→ **EXERCISE DESCRIPTION**
The article about how Nic Coulter became a restaurateur says Coulter and his business partners opened Hanoi Hannah in Windsor in 2012. Using the article, explain in one to three sentences why they opened it.

→ **GIVEN TEXT**
How Nic Coulter went from dishwasher to restaurateur
Growing up in Melbourne gave Nic Coulter an appreciation for multiculturalism and food. But the story of how he became one of the city’s leading restaurateurs demonstrates his absolute determination to succeed.
Melbourne is known for many things: wildly variable weather, trams, and some seriously world-class food. Its multicultural population, dating back to Chinese immigration during the 19th Century gold rush, has shaped the Victorian capital’s food culture. Each subsequent wave of new arrivals leaves its mark on how the city eats and drinks.
In the 70s and 80s, the Vietnamese migrants were no different. It didn’t take long for Vietnamese restaurants to start popping up in suburbs like Richmond and Footscray, serving pho and other street foods. The tasty, hearty cuisine has been a staple ever since.
Nick Coulter loves pho as much as the next guy, but he noticed that the delicious broth didn’t make much of an appearance on the south side of Melbourne. So in 2012, Coulter, along with business partners Paul Nguyen and Simon Blacher set to change that, opening Hanoi Hannah in Windsor.

→ **LISTED RECORDS**
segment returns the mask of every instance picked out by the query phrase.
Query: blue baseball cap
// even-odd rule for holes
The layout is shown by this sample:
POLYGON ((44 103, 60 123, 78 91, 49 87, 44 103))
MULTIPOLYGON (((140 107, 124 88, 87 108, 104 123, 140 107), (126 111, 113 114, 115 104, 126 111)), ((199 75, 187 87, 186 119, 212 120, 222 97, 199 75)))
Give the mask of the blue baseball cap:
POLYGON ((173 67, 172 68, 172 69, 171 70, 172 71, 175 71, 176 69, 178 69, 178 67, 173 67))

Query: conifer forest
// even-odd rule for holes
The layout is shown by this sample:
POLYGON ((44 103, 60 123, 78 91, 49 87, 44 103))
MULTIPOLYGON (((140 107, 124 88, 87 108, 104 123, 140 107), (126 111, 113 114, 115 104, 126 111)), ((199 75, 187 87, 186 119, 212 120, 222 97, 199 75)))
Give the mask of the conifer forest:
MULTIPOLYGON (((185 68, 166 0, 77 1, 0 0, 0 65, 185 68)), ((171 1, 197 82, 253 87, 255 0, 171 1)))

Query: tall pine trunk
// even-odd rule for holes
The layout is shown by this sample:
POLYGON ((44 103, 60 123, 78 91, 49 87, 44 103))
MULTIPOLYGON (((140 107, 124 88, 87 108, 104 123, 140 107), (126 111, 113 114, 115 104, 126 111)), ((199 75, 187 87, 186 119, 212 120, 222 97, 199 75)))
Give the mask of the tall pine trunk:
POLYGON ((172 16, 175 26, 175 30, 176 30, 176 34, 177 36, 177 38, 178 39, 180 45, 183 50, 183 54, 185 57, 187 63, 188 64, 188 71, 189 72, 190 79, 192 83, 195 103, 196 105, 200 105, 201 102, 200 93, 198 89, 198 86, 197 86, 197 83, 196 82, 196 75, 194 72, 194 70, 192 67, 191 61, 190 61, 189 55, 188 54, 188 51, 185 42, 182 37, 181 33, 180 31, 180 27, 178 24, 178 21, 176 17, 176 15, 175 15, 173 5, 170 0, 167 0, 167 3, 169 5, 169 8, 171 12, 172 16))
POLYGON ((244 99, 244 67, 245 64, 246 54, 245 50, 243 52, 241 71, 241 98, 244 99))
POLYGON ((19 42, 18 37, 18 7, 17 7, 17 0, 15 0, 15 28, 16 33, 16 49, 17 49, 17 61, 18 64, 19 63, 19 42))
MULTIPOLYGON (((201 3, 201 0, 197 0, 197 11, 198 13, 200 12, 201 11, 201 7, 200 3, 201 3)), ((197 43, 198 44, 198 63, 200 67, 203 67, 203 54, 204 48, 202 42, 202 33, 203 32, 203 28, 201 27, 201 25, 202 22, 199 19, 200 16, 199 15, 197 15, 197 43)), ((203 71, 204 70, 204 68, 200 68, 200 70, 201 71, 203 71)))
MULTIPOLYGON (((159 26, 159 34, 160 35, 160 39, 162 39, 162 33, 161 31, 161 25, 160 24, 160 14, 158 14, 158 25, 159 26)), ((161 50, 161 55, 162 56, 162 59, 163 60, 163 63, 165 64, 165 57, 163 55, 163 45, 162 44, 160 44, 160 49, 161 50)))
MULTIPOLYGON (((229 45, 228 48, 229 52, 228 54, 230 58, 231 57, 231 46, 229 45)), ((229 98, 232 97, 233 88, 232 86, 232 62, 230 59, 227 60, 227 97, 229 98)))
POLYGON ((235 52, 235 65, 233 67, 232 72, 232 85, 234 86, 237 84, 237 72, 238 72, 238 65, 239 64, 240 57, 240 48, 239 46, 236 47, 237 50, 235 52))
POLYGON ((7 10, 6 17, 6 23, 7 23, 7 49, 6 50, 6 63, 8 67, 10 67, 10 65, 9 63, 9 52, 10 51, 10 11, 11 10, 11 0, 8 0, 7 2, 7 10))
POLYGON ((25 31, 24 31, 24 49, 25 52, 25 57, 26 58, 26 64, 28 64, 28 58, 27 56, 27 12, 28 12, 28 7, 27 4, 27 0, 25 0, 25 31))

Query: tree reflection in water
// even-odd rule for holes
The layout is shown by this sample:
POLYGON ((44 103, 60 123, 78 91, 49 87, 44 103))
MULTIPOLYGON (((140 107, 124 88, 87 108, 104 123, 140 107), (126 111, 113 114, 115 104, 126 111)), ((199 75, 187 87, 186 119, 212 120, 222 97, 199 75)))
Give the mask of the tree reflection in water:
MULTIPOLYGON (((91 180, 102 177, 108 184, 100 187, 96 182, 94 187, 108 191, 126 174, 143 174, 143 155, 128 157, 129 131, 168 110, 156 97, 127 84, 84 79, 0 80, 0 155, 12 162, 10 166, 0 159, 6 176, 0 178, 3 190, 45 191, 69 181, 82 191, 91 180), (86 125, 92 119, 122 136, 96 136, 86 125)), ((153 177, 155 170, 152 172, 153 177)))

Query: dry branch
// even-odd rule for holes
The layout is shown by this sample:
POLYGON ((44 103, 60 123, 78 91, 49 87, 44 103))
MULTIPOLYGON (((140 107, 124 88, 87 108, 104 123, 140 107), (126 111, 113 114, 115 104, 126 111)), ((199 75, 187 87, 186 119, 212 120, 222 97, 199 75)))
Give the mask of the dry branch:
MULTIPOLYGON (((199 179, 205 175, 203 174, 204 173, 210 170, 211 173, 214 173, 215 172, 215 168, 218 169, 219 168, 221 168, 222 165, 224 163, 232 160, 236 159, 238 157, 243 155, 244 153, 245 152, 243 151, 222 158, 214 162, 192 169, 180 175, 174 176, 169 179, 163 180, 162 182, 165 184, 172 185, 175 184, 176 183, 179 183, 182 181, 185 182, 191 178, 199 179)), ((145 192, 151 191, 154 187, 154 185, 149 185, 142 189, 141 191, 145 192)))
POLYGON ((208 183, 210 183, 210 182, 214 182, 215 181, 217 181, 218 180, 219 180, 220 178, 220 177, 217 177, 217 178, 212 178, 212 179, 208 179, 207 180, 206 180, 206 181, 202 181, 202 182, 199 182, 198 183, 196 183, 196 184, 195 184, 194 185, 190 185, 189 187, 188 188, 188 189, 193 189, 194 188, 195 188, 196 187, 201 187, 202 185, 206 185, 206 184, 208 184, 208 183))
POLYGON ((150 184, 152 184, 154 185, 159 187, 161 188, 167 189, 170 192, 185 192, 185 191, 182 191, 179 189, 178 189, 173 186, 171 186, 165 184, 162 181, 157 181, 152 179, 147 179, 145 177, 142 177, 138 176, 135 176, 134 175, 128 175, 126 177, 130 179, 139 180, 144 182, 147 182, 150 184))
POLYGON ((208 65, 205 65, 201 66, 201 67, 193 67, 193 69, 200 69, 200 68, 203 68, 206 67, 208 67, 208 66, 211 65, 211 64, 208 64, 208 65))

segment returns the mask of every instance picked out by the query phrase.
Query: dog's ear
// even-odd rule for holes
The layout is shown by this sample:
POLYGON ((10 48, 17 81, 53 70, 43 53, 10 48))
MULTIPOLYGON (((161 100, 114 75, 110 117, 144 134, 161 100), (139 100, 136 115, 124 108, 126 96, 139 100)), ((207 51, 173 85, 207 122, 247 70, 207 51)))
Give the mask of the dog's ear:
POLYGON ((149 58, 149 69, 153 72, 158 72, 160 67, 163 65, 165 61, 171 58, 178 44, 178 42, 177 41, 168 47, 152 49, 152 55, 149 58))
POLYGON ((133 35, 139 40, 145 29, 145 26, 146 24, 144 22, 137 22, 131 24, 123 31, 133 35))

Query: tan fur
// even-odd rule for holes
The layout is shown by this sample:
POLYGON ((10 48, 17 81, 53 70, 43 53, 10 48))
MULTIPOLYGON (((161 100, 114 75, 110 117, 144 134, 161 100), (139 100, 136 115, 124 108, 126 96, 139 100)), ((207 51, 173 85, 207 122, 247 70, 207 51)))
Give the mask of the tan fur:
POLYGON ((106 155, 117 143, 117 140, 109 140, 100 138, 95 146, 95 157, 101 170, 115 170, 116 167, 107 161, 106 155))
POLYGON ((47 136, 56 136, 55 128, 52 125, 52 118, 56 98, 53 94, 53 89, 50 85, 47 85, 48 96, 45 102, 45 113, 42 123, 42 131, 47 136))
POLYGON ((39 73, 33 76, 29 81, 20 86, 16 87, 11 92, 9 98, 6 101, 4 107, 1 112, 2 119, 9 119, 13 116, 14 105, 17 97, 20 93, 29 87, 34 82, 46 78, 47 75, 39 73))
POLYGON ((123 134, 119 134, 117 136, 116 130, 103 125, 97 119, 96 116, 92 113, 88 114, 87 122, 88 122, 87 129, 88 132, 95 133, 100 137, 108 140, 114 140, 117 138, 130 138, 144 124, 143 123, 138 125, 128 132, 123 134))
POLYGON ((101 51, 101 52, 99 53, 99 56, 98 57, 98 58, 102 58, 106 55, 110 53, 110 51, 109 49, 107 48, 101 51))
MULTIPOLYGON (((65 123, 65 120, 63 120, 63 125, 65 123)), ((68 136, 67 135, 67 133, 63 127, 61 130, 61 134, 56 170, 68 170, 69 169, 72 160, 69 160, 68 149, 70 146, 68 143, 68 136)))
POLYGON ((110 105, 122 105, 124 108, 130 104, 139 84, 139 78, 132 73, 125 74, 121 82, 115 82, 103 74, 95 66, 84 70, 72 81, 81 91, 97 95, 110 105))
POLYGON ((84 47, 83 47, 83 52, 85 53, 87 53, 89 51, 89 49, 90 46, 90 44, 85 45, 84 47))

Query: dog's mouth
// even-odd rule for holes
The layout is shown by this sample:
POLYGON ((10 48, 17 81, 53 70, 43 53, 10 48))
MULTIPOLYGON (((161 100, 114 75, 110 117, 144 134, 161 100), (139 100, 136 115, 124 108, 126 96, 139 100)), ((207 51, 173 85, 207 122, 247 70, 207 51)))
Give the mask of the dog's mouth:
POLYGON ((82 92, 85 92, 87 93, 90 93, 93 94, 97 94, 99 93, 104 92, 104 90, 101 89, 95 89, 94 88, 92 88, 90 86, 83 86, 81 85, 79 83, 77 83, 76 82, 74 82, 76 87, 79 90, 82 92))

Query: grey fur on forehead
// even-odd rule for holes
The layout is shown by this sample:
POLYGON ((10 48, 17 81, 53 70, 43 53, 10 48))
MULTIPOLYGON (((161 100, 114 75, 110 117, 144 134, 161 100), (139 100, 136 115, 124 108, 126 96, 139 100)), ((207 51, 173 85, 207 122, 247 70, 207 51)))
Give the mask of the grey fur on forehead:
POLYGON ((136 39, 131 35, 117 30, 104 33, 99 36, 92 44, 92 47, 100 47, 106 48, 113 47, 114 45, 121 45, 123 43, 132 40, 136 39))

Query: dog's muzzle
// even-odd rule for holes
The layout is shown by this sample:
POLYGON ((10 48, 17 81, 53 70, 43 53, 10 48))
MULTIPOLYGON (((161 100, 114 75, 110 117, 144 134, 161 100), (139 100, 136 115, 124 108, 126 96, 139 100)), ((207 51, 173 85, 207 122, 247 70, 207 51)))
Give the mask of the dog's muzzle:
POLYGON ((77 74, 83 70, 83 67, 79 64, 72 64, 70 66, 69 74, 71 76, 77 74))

→ **WRITTEN ANSWER**
Coulter loved pho but noticed that its broth rarely appeared on the south side of Melbourne, while Vietnamese restaurants serving it had sprung up in suburbs like Richmond and Footscray. He and his partners, Paul Nguyen and Simon Blacher, set out to change that by opening Hanoi Hannah in Windsor.